* _What is being asked_: Using the data below, work out how many of its lines contain "wheel", and give that number with nothing added.

* _Data for this exercise_:
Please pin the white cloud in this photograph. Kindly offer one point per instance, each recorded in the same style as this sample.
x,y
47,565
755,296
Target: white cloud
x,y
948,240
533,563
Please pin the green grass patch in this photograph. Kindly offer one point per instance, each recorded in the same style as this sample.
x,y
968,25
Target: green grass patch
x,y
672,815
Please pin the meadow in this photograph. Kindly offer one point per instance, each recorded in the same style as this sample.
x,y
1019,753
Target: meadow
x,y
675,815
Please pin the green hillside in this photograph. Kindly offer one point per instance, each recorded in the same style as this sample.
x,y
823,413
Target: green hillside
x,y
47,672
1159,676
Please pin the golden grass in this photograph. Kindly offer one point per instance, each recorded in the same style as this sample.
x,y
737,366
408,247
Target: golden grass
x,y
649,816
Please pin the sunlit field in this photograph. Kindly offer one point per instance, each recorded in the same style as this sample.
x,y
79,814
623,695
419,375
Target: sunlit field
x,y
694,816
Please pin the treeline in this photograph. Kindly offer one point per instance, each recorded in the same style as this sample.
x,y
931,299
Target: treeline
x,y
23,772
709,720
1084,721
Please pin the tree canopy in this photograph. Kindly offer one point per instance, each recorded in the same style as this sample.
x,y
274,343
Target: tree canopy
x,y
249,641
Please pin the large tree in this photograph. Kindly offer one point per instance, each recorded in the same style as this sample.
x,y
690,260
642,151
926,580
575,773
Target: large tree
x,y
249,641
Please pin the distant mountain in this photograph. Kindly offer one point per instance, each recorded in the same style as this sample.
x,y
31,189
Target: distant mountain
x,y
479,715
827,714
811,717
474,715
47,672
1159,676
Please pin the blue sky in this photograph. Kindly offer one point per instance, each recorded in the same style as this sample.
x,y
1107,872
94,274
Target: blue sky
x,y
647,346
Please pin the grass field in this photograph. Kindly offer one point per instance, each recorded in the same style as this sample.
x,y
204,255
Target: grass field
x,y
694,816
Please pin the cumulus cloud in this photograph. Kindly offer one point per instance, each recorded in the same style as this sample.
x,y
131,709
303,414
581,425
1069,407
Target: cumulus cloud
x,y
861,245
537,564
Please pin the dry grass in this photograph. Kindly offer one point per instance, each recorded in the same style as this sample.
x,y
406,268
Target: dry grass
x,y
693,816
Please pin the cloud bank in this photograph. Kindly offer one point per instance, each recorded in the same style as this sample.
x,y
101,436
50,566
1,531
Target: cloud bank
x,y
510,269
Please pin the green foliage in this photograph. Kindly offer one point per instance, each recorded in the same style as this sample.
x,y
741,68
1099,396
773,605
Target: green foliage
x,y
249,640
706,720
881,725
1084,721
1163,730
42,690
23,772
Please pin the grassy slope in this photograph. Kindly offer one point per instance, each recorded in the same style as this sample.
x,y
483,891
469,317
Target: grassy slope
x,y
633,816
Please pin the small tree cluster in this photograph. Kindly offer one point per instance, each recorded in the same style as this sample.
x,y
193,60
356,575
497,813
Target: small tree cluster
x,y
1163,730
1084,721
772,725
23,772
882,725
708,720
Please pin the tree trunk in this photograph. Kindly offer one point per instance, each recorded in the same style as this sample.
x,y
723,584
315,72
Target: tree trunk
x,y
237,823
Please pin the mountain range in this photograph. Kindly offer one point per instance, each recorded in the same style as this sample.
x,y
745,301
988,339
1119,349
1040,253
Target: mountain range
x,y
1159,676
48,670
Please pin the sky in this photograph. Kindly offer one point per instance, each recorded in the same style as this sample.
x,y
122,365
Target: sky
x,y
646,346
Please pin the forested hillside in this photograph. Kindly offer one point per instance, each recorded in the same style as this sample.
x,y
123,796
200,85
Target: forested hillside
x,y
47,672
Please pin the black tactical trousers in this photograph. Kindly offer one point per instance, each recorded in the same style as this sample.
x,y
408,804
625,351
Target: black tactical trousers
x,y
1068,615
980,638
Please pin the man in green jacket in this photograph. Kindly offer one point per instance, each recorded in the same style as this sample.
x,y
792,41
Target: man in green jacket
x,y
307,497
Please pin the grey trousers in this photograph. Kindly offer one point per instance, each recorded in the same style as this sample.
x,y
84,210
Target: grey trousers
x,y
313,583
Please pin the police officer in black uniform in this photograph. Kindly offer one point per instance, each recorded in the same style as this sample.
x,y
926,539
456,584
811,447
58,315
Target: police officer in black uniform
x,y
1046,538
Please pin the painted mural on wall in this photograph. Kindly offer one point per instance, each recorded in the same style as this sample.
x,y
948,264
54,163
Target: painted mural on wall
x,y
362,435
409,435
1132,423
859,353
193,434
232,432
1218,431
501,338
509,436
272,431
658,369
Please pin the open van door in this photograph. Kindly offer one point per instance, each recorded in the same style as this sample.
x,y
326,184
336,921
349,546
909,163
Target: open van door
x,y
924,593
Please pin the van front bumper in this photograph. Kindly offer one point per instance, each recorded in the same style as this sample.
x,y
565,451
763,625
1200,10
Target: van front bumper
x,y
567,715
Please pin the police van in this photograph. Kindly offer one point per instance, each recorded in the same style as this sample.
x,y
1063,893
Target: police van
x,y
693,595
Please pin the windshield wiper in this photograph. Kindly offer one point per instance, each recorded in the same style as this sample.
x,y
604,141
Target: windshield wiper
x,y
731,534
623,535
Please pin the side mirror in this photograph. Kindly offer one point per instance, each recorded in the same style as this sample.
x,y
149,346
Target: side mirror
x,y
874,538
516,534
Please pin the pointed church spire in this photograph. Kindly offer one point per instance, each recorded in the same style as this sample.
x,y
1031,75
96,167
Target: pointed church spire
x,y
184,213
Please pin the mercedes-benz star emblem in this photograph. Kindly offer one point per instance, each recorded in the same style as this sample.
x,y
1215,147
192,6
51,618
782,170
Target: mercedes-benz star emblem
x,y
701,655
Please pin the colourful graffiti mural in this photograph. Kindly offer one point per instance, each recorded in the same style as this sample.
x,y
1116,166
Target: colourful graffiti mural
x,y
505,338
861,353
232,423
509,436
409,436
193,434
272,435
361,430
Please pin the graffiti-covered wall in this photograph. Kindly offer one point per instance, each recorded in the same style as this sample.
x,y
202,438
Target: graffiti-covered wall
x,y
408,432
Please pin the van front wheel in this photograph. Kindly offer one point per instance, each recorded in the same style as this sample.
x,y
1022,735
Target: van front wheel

* _Answer to this problem_: 2